STATED TASK 1:
Reproduce the Lake Atitlán passage from "I had the strange" to "traveled it together.".

He who burns his own granary knows where ashes are expensive.
–West African proverb
Sitting alone at one of the tables at Arca de Noe where six years ago Aubrey and I shared breakfast together.
I left for Guatemala on the afternoon of February 4 with my good friend Scott Squire. We traveled for almost 24 hours straight to get from Seattle to the dock of the Arca de Noe hotel on Lake Atitlán. The route was a collage of airport lounges, a long red eye flight from Los Angeles to Guatemala City, and an endless ride up into the mountains toward the lake. Shortly into the drive, we encountered a bus strike that closed the main highway for half a day. We spent four hours camped out at a gas station with dozens of other travelers as we waited for the strikers to move on. We felt relief once we finally found ourselves sitting inside one of the small boats that serve as taxis around the lake. As the boat cast off from the rickety wooden pier and nosed around toward our final destination we were immediately overcome by the mystical beauty of the lake and the steep hills that surround it. The bright tropical sun showering the tops of the waves provided a sharp contrast to the dark water, hazy sky, and blue-hued volcanoes towering above us.
I had the strange feeling of being completely lost in an intimately familiar place. In some ways Lake Atitlán is where Aubrey and I became a real couple, something more than only two people dating. In these rustic boats, looking up at this same view, we had also looked at each other again, and we found a feeling of home. We began to recognize that we could find joy anywhere in this world, so long as we traveled it together.
Returning to the lake without her felt, at first, like fumbling my way through a nightmare. The thought of leaving her ashes behind without me remaining physically near them felt like a betrayal of the spirit of that first trip. But this is what she wanted, and I know she wanted it for me as much as for her. I have begun to accept the fact that Aubrey wants me to continue on with my life. What we had was special, and our love, in its own way, is eternal. Carrying on doesn’t diminish what we shared or lessen the bond between us, now or then. Yet those first moments of letting go are so intensely hard. I imagine it is not unlike the feeling of jumping out of a plane while nervous about whether you packed your parachute correctly.

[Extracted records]

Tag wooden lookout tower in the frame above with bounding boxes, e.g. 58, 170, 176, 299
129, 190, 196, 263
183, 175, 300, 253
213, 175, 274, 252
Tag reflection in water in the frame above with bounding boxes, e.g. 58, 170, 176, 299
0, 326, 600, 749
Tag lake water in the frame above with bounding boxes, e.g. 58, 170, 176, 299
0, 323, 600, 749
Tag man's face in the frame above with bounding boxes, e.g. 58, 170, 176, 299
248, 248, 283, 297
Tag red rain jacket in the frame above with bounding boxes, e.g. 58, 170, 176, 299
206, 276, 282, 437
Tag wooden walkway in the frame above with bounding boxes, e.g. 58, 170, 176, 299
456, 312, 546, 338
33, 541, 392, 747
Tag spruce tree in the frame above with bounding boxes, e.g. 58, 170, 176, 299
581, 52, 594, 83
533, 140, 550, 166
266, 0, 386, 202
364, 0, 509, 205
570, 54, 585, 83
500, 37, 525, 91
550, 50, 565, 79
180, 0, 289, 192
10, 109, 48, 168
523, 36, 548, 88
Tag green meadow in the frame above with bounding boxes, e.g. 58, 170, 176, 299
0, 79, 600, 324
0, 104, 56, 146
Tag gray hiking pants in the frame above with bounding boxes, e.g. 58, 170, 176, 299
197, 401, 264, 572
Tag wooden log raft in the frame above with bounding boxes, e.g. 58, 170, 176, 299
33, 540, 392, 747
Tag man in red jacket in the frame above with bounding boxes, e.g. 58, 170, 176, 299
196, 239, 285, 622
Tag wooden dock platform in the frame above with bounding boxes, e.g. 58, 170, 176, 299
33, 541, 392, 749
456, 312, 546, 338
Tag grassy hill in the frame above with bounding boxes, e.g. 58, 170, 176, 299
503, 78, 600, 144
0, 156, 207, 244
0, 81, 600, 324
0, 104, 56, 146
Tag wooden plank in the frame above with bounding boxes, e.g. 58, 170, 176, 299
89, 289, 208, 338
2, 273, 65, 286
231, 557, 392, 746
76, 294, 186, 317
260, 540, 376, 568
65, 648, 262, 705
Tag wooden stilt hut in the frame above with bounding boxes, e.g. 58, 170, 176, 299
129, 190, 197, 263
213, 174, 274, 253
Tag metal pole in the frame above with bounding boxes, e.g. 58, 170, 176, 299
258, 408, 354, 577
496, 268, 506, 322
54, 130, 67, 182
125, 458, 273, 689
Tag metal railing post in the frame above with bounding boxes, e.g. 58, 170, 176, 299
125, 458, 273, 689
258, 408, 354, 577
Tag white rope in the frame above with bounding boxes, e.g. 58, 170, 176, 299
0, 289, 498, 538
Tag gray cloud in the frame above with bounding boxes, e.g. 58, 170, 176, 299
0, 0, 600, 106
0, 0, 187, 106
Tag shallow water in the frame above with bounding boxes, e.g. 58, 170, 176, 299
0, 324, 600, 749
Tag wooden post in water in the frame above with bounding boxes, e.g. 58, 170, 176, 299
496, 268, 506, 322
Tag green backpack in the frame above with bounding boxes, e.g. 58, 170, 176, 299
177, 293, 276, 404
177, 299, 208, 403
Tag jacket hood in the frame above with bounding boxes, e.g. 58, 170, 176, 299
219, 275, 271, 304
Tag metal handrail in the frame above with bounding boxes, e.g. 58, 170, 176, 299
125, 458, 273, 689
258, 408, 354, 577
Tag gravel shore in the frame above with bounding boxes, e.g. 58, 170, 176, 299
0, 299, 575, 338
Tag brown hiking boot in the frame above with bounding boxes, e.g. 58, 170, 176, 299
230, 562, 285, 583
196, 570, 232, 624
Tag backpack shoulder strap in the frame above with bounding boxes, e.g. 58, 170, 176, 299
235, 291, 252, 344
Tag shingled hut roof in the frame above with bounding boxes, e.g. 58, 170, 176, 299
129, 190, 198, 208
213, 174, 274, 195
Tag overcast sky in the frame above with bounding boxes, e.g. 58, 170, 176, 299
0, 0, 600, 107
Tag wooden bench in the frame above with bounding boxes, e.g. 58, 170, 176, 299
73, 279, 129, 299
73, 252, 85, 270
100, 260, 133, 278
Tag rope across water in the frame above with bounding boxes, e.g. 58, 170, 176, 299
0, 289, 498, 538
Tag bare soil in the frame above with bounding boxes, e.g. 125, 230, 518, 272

STATED TASK 2:
Edit the entries from the line with "Tag jacket hood" to the line with "0, 0, 600, 107", changing "gravel" to "pebble" and leaving everything else as it is. Return only those lines.

EXERCISE ANSWER 1:
I had the strange feeling of being completely lost in an intimately familiar place. In some ways Lake Atitlán is where Aubrey and I became a real couple, something more than only two people dating. In these rustic boats, looking up at this same view, we had also looked at each other again, and we found a feeling of home. We began to recognize that we could find joy anywhere in this world, so long as we traveled it together.

EXERCISE ANSWER 2:
Tag jacket hood in the frame above with bounding boxes, e.g. 58, 170, 176, 299
219, 275, 271, 304
Tag metal handrail in the frame above with bounding boxes, e.g. 58, 170, 176, 299
125, 458, 273, 689
258, 408, 354, 577
Tag pebble shore in the frame above with bounding boxes, e.g. 58, 170, 176, 299
0, 299, 575, 338
Tag brown hiking boot in the frame above with bounding boxes, e.g. 58, 170, 176, 299
230, 562, 285, 583
196, 570, 232, 624
Tag backpack shoulder strap in the frame above with bounding boxes, e.g. 58, 170, 176, 299
235, 291, 252, 344
Tag shingled hut roof in the frame above with bounding boxes, e.g. 58, 170, 176, 299
129, 190, 198, 208
213, 174, 274, 195
Tag overcast sky in the frame above with bounding boxes, e.g. 58, 170, 176, 299
0, 0, 600, 107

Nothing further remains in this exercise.